━━━ EXTRAIT

Une enquête parlementaire indispensable
Le gouvernement affirme que l’état d’urgence sanitaire doit permettre au pouvoir de prendre toutes les mesures qu’imposent la lutte contre l’épidémie. C’est toujours la même rhétorique des régimes d’exception qui opèrent un transfert du pouvoir législatif à l’exécutif afin de soi-disant garantir une réaction rapide des autorités face à la situation d’urgence. Cependant, le régime d’état d’urgence sanitaire nouvellement créé attribue des pouvoirs particulièrement étendus au gouvernement et permet l’instauration de mesures particulièrement attentatoires aux droits humains. Il s’inscrit dans une logique passéiste de gestion des situations de crise selon une méthode autoritaire.
La Démocratie ne doit pas être une victime de la crise
La démocratie n’a pas à pâtir des situations de crise. Le Parlement doit être associé à la prise décision et pouvoir exercer sa mission de contrôle de l’action du gouvernement. Car le Parlement est le lieu du débat démocratique où la collégialité et la publicité de ses débats permet de prendre des décisions éclairées et publiques. Nous avons donc proposé la mise en place d’un Comité parlementaire de suivi permanent lors de l’adoption de la loi instituant l’état d’urgence sanitaire. Mais le gouvernement a refusé. Il n’a accepté que l’ouverture d’une mission d’informations sans réel pouvoir et a posteriori de la crise. Et poussant à l’extrême cette logique autoritaire, il a repoussé la consultation des Assemblées sur la prolongation de l’état d’urgence sanitaire à 2 mois, contre 12 jours pour l’état d’urgence classique (loi du 3 avril 1955).

━━━━━━
━━━ EXTRAIT DE DONNÉES

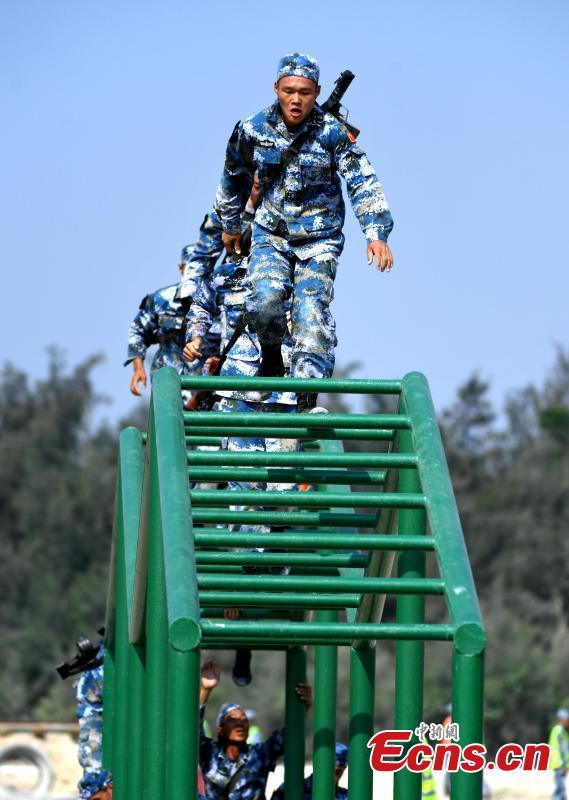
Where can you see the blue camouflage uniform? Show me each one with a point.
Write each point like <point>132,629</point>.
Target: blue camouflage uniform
<point>160,321</point>
<point>297,235</point>
<point>200,258</point>
<point>253,766</point>
<point>89,692</point>
<point>339,794</point>
<point>228,286</point>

━━━━━━

__TRAVAIL DEMANDÉ__:
Rédigez la suite du texte sur l'état d'urgence sanitaire après sa dernière phrase, s'il vous plaît. Les enregistrements forment un matériau distinct du texte.

__RÉPONSE À L'EXERCICE__:
Nous avons besoin d’une 6e République
Cette confiscation du pouvoir de délibération et de contrôle du Parlement ne peut durer éternellement. Le mise en œuvre de régimes d’exception ne peut conduire à saper les fondements démocratiques de la République. Plus que jamais, le passage à la 6e République permettrait de remédier au déficit de légitimité des décisions politiques et à impliquer le peuple dans leur adoption. Mais il convient dans l’immédiat de tirer les leçons de cette crise et de l’impréparation du gouvernement.
Révoquer nos élus
La création d’une Commission d’enquête à l’automne pour faire la lumière sur l’ensemble des dysfonctionnements qui ont conduit à la crise sanitaire que nous connaissons aujourd’hui est indispensable. Chaque jour apporte son lot de révélations et interroge sur les manquements du gouvernement. Ils ne peuvent rester sans réponse politique. Les plaintes déposées auprès de la Cour de Justice de la République par les professionnels de santé et les patients se multiplient. Ils témoignent d’une perte de confiance dans les institutions de la 5e République. D’une désillusion face à la possibilité pour le législatif de contrôler l’exécutif. Cette dérive résulte donc du déficit démocratique de notre République. L’irresponsabilité politique des gouvernants conduit le peuple à recourir à la responsabilité pénale. Or, ce n’est pas à la justice de gouverner mais au peuple de reprendre le pouvoir. C’est à lui d’obtenir la démission du gouvernement s’il a failli dans sa gestion de la crise sanitaire. La Commission d’enquête parlementaire qui sera constituée à l’automne ne doit donc constituer que la phase d’instruction dans la procédure d’engagement de la responsabilité du gouvernement. Il appartiendra ensuite au peuple de juger et de le sanctionner politiquement. Plus que jamais la possibilité de révoquer des élus n’a été d’actualité. Pour l’obtenir, une constituante doit être convoquée.